(Extracted records)
===

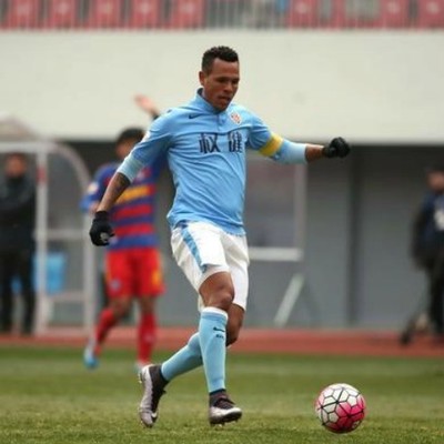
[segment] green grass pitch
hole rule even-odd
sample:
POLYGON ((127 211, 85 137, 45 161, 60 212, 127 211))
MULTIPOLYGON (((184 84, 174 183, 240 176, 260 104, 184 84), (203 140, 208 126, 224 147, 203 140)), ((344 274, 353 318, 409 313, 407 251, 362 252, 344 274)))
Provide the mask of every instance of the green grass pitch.
POLYGON ((133 351, 109 350, 91 372, 78 349, 0 347, 0 443, 444 443, 438 359, 230 354, 240 422, 208 425, 203 374, 194 371, 168 387, 152 430, 138 420, 132 360, 133 351), (367 402, 364 423, 346 435, 327 432, 314 415, 316 394, 334 382, 355 385, 367 402))

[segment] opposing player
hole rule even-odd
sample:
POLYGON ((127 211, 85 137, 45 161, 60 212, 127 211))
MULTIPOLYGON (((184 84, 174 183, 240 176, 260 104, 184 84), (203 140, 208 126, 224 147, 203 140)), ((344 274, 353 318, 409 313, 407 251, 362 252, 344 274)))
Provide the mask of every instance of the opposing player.
MULTIPOLYGON (((157 117, 154 112, 153 117, 157 117)), ((115 141, 119 162, 108 163, 98 170, 83 199, 84 210, 95 212, 119 164, 143 134, 139 128, 128 128, 119 134, 115 141)), ((140 306, 137 367, 141 369, 151 362, 157 331, 155 299, 164 290, 154 230, 157 180, 164 163, 163 158, 141 169, 110 213, 117 235, 105 254, 109 303, 101 311, 83 353, 88 369, 97 367, 109 331, 129 312, 133 299, 138 300, 140 306)))
MULTIPOLYGON (((232 103, 240 82, 238 53, 228 47, 204 52, 195 98, 163 114, 110 181, 90 236, 103 245, 113 230, 109 212, 147 164, 168 155, 175 198, 168 214, 173 255, 201 299, 198 332, 162 365, 141 370, 144 386, 139 415, 151 427, 165 385, 203 364, 209 421, 236 421, 242 411, 225 387, 225 346, 236 341, 246 309, 249 254, 243 226, 245 152, 258 151, 280 163, 343 158, 342 138, 326 147, 293 143, 273 134, 251 111, 232 103)), ((270 186, 273 186, 270 183, 270 186)), ((272 229, 272 228, 271 228, 272 229)))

===

SET TASK
Convert the part of the items that opens with the line containing "[segment] opposing player" and runs through the end of the items into a numbered list, omitting blank lines.

EXERCISE OUTPUT
1. [segment] opposing player
2. hole rule even-odd
3. sample:
4. POLYGON ((127 211, 85 137, 45 161, 60 212, 127 211))
5. MULTIPOLYGON (((184 84, 174 183, 240 176, 260 104, 184 84), (203 140, 208 126, 224 147, 203 140)), ((344 274, 353 318, 409 313, 407 251, 362 252, 344 274)))
6. Provide the mask of every instance of the opposing player.
7. MULTIPOLYGON (((157 117, 154 112, 153 117, 157 117)), ((115 141, 119 162, 108 163, 98 170, 83 199, 84 210, 95 212, 119 164, 143 134, 139 128, 128 128, 119 134, 115 141)), ((140 306, 137 367, 141 369, 151 362, 157 331, 155 299, 164 290, 154 230, 157 180, 164 163, 163 158, 141 169, 110 213, 117 235, 105 254, 109 303, 101 311, 83 353, 88 369, 97 367, 109 331, 129 312, 133 299, 138 300, 140 306)))
8. MULTIPOLYGON (((232 103, 240 82, 238 53, 228 47, 204 52, 195 98, 163 114, 110 181, 90 236, 103 245, 113 230, 109 212, 147 164, 168 155, 175 198, 168 214, 173 255, 201 299, 198 332, 162 365, 141 370, 144 386, 139 415, 151 427, 165 385, 203 364, 209 421, 236 421, 242 411, 225 387, 225 346, 236 341, 246 309, 249 254, 243 226, 245 152, 258 151, 280 163, 343 158, 342 138, 326 147, 293 143, 273 134, 251 111, 232 103)), ((270 186, 273 186, 270 183, 270 186)), ((272 229, 272 228, 271 228, 272 229)))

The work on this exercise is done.